## Selected text:
»»

PROGRAMS & LIBRARIES :

* Check all output functions results (printf, putc, ...).
* Load aa weights from extern data file.
* Allow extra gaps chars `.', `?', `~' (in all formats ?).
* Must convert all `..' to `. .' in GCG header.
* Make thread safe libraries (msf+gcg).
* Use valid gap characters according to each format.
* Check nucleic NEXUS format names.
* Check errors vs. normal end parsing.
* New `-q' (quiet) flag to suppress format message.
* New `-v' (verbose) flag to display all formats checks and results.
* Fix memory leaks in FASTA and PHYLIPS format detections.
* Make some sequence_t fields private.
* Warn for truncated values (names, accessions, ...).
* Check for sequence names output validity in each format.
* Require at least 2 sequences in alignments, even with non strict mode.
* Cannot handle matched token larger than 16kB.

FORMATS :

* ASN1: New sequence format from NCBI.
* BAMBE: New alignment format (derived from PHYLIP).

««

## Information shown:
»»

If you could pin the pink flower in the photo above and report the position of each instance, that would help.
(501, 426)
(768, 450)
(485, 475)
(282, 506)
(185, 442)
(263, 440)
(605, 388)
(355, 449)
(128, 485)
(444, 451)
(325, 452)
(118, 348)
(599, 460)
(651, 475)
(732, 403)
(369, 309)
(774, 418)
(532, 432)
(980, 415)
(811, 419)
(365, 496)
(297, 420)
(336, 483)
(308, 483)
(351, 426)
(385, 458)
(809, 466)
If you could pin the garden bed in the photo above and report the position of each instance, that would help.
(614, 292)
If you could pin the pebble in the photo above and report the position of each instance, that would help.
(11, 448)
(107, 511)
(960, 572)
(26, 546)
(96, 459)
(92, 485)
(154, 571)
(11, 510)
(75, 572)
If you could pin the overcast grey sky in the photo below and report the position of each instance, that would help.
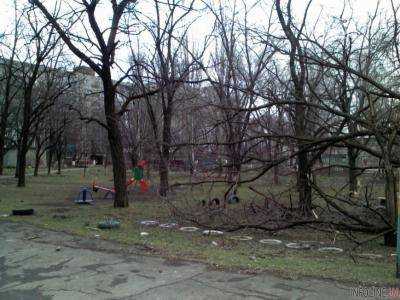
(361, 10)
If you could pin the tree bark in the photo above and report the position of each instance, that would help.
(49, 161)
(352, 160)
(24, 138)
(37, 161)
(3, 126)
(115, 140)
(391, 193)
(165, 151)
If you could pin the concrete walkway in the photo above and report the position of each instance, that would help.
(38, 264)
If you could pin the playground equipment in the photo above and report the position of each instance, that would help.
(22, 212)
(84, 196)
(109, 224)
(138, 174)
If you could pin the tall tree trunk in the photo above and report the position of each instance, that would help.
(2, 145)
(352, 160)
(303, 182)
(17, 162)
(165, 152)
(37, 161)
(391, 193)
(115, 141)
(24, 141)
(276, 166)
(59, 159)
(49, 161)
(21, 166)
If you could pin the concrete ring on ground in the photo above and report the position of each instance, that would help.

««

## Problem A:
Which extra gap characters does the programs and formats list say to allow? List them all.
## Problem B:
From the programs and formats list, extract the passage that begins at the words "PROGRAMS & LIBRARIES" and ends after the words "PHYLIPS format detections.".
## Problem C:
In the programs and formats list, what is ASN1 described as?

## Exercise output A:
`.`, `?`, `~`

## Exercise output B:
PROGRAMS & LIBRARIES :

* Check all output functions results (printf, putc, ...).
* Load aa weights from extern data file.
* Allow extra gaps chars `.', `?', `~' (in all formats ?).
* Must convert all `..' to `. .' in GCG header.
* Make thread safe libraries (msf+gcg).
* Use valid gap characters according to each format.
* Check nucleic NEXUS format names.
* Check errors vs. normal end parsing.
* New `-q' (quiet) flag to suppress format message.
* New `-v' (verbose) flag to display all formats checks and results.
* Fix memory leaks in FASTA and PHYLIPS format detections.

## Exercise output C:
A new sequence format from NCBI.